小問 A:
記録のうち、「Challenge: find the palm」を含む行から記録の最後までを（両端を含む）、空行を除き1行を1つの文字列とするJSONのリストとして書き出しなさい。

文書抜粋:
マコのイチローへの想いは頬を叩かれて以来ひたすら募るばかり.しかしそんなことすら察せないヒデキが指輪をエサにマコに結婚を迫っていると,カラクリがホスト大量失踪事件が発生していることを伝えに来る.パンダとナルトの板挟みに耐えられずイチローへの愛に逃げているカラクリはマコと衝突してなぜか岡山弁で戦うのだった.
愛ゆえにピンクのお父さん着ぐるみでイチローを護衛するカラクリ.しかし護衛中につい乱心したところを同じく護衛していたマコにやられ,その背景でまんまとイチローは激安販売店の車に連れ去られてしまう.

ついに色んなものがぶっこわれてきて大変にうれしい「練馬大根」.「練馬大根ブラザーズがドームをおっ建てるためおやっさんからアイテムを借りて悪人をやっつけるものの金は手に入らない」というのが本作初期の基本構造であったはずですが,現在は「ドームをおっ建てる」の部分が頻繁に「仲間を救う」に書き替わってきているのは皆様ご存知の通り.そして今回は「仲間を救う」物語の決定版! 緩い仲間意識と一方通行の恋愛感情で結ばれた3人ならではのバカで切なくて楽しい展開が腹一杯に堪能できます.作画も良好で動きもマコさんの唇も見事.これまでの最高傑作回だと思うんだけど…どうしてこんなときに限って12分も遅れてしまうんだろうなぁ(苦笑).

前半.今日の敵は住人訴訟や買収転じて業務提携でおなじみドンキ…をインスパイアしたコンチキマート.周辺住人からは大不評の深夜営業に火事になったときは絶対ヤバそうなジャングル陳列に一体どこから仕入れているのかわからないほどの激安ぶりでおなじみ.チャームポイントは特徴的なペンギンキャラクターとビル屋上のU字遊具(使えない).このコンチキにやってきたヒデキはNASUのロケット特価1980円(税込)にびっくり.この値段じゃ怖くて乗れません.
借金だらけのヒデキがなんでコンチキなんかに行ったのかと思ったら,それはもちろんマコのため.けれど当のマコさんはステージでイチローへの恋を歌いながら寝込みを襲おうとしております.バカでマゾな練馬大根ブラザーズの一員として見事ぶたれて恋に目覚めたマゾのマコ.今更ですが,スパンキングだなんて特殊なプレイ用語がろくに説明もされずふつーに流されていくあたりがさすが大人向けです.

小問 B:
文書抜粋について、次の問いに答えなさい。
(i) コンチキマートで、NASUのロケットの特価はいくらか。
(ii) カラクリはマコと衝突したとき、何弁で戦うか。
(iii) 今回の放送は何分遅れたと書かれているか。

画像アノテーションデータ:
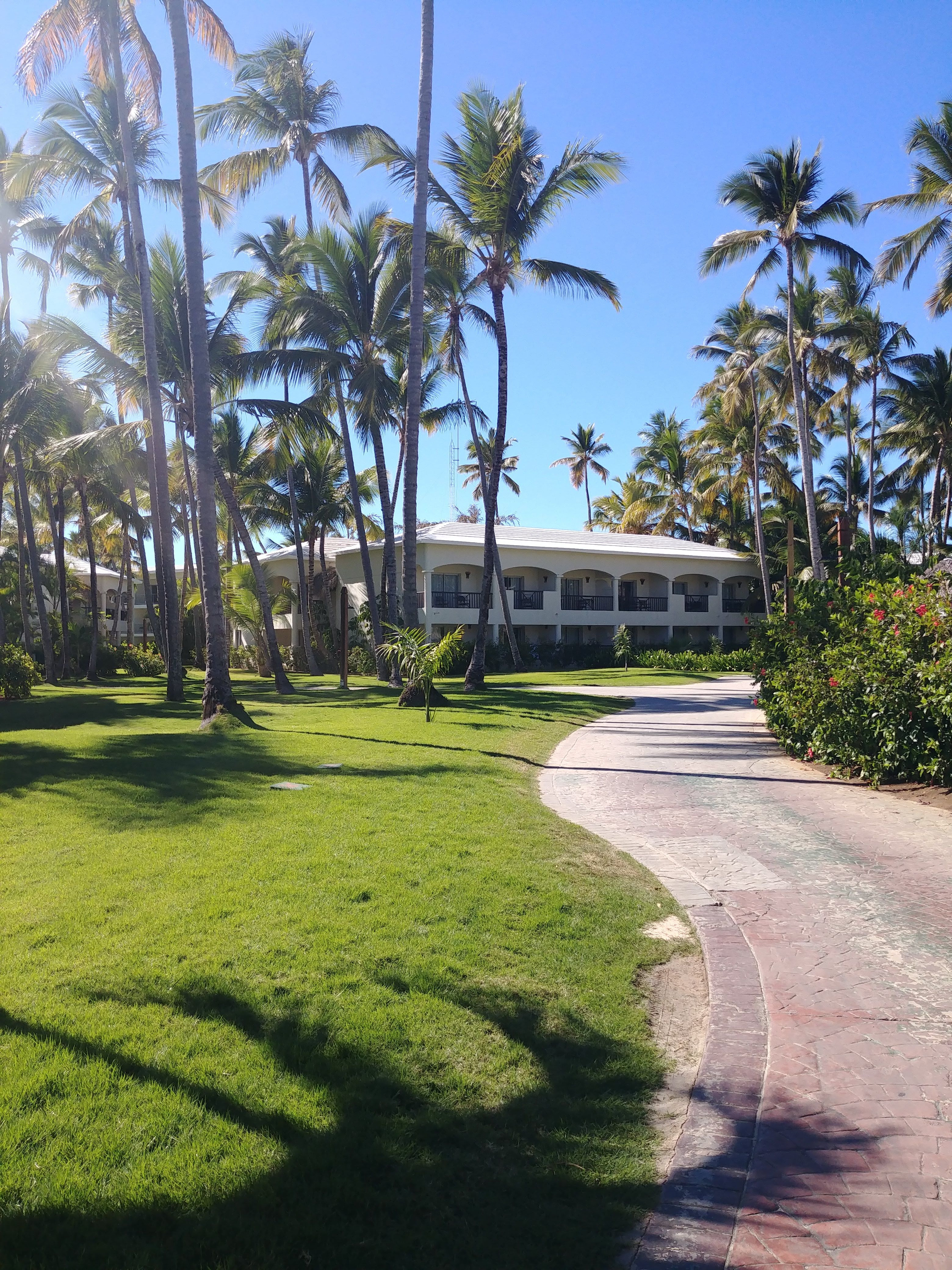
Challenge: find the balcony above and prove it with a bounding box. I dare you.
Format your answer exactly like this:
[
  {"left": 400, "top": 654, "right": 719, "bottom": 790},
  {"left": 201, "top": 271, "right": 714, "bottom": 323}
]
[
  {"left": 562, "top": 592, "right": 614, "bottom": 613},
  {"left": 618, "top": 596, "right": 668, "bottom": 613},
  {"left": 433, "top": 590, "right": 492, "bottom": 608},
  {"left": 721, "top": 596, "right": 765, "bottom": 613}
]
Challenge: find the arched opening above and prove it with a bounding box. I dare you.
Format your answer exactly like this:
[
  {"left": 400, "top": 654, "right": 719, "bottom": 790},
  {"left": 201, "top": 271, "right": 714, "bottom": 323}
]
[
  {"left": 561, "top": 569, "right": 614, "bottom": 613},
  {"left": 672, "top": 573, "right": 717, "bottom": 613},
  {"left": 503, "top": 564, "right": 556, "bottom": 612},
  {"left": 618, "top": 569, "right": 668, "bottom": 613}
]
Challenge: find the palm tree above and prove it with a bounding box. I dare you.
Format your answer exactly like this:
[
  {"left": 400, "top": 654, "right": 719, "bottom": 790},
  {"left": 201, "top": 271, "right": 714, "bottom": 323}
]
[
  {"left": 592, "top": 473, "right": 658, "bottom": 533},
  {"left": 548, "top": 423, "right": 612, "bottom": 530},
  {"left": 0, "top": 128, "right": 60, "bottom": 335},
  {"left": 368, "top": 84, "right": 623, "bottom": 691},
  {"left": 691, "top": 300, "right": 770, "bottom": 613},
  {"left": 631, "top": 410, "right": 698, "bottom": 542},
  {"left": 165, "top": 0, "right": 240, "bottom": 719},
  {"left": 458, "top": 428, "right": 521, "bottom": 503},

最終解答 A:
[
  "Challenge: find the palm tree above and prove it with a bounding box. I dare you.",
  "Format your answer exactly like this:",
  "[",
  "  {\"left\": 400, \"top\": 654, \"right\": 719, \"bottom\": 790},",
  "  {\"left\": 201, \"top\": 271, \"right\": 714, \"bottom\": 323}",
  "]",
  "[",
  "  {\"left\": 592, \"top\": 473, \"right\": 658, \"bottom\": 533},",
  "  {\"left\": 548, \"top\": 423, \"right\": 612, \"bottom\": 530},",
  "  {\"left\": 0, \"top\": 128, \"right\": 60, \"bottom\": 335},",
  "  {\"left\": 368, \"top\": 84, \"right\": 623, \"bottom\": 691},",
  "  {\"left\": 691, \"top\": 300, \"right\": 770, \"bottom\": 613},",
  "  {\"left\": 631, \"top\": 410, \"right\": 698, \"bottom\": 542},",
  "  {\"left\": 165, \"top\": 0, \"right\": 240, \"bottom\": 719},",
  "  {\"left\": 458, \"top\": 428, \"right\": 521, \"bottom\": 503},"
]

最終解答 B:
(i) 1980円（税込）
(ii) 岡山弁
(iii) 12分